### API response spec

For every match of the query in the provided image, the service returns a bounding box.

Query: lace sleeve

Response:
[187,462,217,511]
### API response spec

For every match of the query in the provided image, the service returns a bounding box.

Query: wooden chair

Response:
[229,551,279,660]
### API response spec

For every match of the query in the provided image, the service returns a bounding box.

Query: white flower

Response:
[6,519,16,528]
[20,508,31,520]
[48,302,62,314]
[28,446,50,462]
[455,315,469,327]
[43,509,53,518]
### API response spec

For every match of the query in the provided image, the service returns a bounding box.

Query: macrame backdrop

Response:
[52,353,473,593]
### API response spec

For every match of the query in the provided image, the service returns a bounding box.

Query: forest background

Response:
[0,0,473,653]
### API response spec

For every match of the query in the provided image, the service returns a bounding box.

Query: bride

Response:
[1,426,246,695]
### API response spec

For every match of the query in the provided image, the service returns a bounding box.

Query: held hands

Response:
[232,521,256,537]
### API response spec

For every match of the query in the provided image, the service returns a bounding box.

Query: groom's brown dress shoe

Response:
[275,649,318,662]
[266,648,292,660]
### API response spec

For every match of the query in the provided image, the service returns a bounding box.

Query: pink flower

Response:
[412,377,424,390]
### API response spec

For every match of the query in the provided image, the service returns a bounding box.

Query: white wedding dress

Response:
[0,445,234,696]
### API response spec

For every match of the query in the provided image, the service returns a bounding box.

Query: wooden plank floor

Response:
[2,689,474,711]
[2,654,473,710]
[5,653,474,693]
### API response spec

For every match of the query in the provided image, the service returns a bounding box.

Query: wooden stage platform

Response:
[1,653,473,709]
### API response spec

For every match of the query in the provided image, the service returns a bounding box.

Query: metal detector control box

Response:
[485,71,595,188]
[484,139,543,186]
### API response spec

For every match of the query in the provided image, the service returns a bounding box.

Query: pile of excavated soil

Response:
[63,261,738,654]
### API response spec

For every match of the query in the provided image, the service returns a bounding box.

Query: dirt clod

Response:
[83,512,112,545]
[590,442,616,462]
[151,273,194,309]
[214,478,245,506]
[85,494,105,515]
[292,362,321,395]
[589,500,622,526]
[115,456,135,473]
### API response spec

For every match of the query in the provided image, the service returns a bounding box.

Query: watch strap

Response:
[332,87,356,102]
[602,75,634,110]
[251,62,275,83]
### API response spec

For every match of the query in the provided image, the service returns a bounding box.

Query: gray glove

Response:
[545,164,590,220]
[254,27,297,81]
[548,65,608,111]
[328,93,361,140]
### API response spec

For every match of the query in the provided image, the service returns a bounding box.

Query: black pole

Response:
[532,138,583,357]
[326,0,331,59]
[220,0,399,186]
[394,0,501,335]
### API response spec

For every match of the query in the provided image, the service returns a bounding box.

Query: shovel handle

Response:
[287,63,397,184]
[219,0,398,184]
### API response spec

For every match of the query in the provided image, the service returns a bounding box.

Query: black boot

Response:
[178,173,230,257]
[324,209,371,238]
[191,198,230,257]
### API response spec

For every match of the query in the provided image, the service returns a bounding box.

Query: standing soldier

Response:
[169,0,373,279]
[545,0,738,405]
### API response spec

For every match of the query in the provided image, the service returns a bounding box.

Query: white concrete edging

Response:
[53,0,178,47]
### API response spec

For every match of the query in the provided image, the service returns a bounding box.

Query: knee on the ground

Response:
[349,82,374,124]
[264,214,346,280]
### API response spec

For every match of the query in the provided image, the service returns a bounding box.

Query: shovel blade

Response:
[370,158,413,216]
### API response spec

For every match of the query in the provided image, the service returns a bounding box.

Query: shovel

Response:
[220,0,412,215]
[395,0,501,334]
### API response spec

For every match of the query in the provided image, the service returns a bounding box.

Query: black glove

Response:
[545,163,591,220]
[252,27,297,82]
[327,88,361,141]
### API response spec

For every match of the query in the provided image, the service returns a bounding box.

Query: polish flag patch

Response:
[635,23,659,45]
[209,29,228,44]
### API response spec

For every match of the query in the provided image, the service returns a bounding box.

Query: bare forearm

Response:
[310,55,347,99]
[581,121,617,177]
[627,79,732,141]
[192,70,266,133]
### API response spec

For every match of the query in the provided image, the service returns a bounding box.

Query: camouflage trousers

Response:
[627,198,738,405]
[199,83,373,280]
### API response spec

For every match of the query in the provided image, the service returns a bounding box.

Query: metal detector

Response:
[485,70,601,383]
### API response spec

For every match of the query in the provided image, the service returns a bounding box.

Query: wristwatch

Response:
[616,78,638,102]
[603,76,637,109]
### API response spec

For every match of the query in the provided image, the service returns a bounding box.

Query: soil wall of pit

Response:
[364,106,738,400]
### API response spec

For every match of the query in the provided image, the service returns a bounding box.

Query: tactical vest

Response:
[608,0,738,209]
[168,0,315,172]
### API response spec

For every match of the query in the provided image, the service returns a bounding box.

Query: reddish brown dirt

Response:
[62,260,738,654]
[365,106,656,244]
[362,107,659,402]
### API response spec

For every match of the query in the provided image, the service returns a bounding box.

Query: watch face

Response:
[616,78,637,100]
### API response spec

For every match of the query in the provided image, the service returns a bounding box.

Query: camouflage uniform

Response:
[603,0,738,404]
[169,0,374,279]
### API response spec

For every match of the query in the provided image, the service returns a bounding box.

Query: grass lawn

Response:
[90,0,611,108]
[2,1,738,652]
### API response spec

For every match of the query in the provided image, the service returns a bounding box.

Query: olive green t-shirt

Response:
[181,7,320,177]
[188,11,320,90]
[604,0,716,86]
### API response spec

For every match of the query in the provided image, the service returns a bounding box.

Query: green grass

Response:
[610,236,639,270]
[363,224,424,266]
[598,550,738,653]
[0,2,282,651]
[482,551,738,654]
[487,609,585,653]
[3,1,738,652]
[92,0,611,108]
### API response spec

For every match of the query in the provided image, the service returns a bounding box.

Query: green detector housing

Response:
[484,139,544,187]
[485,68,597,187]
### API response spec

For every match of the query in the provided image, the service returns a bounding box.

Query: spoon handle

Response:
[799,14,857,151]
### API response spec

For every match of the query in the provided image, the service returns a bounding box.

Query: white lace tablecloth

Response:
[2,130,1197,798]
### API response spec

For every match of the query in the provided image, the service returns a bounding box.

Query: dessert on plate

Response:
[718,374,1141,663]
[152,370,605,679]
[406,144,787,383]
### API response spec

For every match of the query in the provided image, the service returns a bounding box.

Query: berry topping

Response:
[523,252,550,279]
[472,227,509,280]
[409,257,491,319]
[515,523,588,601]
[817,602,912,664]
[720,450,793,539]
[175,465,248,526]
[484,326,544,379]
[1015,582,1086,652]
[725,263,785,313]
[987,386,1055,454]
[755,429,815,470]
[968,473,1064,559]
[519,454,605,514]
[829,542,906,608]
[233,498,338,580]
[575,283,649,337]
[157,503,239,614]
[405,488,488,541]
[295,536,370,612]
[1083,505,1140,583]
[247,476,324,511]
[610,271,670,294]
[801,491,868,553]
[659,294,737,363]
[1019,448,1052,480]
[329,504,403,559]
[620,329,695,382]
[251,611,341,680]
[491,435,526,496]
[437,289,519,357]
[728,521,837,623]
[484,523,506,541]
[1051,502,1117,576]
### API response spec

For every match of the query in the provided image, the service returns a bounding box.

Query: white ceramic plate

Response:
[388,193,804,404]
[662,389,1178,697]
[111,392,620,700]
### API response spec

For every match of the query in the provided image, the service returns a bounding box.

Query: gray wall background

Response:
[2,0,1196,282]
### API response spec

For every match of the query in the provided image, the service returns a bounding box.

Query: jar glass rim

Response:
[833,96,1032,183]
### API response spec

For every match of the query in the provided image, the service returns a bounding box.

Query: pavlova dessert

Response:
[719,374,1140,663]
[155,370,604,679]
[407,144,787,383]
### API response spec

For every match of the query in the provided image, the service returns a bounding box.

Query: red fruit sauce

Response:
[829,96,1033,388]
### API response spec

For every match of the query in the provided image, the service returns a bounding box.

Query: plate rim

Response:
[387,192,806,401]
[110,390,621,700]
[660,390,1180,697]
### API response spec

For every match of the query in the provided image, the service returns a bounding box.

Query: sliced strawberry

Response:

What is expected: Output only the lines from the top of the entries through the one holding "Query: white flower", copied exactly.

Exercise result:
### API response spec

For every match of the query in the provided image, the service returns a bounding box.

Query: lace sleeve

Response:
[187,462,217,511]
### API response spec

For every match of the query in the provided image, the service returns a bounding box.

Query: wooden chair

Response:
[229,551,279,660]
### API response spec

For every match of the query in the provided image, the service returns a bounding box.

Query: white flower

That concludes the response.